(Stored entries)
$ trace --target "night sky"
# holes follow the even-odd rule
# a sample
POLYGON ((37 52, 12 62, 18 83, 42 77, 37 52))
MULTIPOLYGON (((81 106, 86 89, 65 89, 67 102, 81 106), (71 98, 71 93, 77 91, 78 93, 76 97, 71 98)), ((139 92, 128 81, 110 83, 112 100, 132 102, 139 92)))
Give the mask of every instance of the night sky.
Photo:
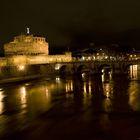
---
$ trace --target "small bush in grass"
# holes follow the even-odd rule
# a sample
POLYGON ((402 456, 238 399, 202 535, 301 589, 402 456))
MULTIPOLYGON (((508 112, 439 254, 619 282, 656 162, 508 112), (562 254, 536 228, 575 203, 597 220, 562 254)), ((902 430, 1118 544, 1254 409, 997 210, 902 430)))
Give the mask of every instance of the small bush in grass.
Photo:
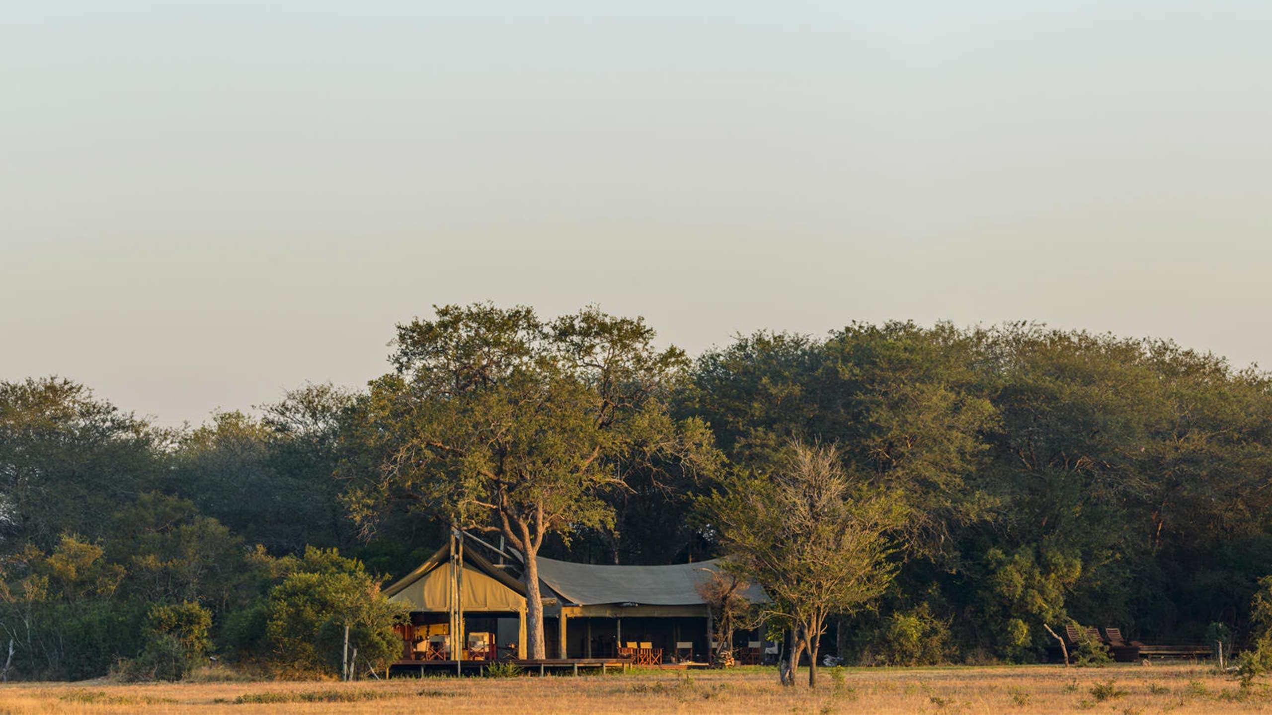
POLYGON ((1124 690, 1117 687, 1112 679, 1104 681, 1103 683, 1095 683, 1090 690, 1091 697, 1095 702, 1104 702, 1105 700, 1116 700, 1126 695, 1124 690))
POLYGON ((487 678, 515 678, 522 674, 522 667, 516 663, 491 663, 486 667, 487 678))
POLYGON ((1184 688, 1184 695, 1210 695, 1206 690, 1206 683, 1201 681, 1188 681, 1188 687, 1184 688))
...
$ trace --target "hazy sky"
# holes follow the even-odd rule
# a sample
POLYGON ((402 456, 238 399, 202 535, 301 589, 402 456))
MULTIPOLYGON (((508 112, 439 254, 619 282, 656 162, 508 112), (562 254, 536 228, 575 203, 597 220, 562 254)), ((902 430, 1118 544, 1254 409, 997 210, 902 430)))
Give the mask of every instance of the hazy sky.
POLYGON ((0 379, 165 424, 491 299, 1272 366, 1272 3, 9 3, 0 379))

THE TASK:
Show every line of the material above that contains the word "Give".

OUTPUT OF THE TASK:
Give the mask of every instance of the night sky.
Give the mask of every instance of the small bush in grass.
Give the mask of every instance of the hazy sky.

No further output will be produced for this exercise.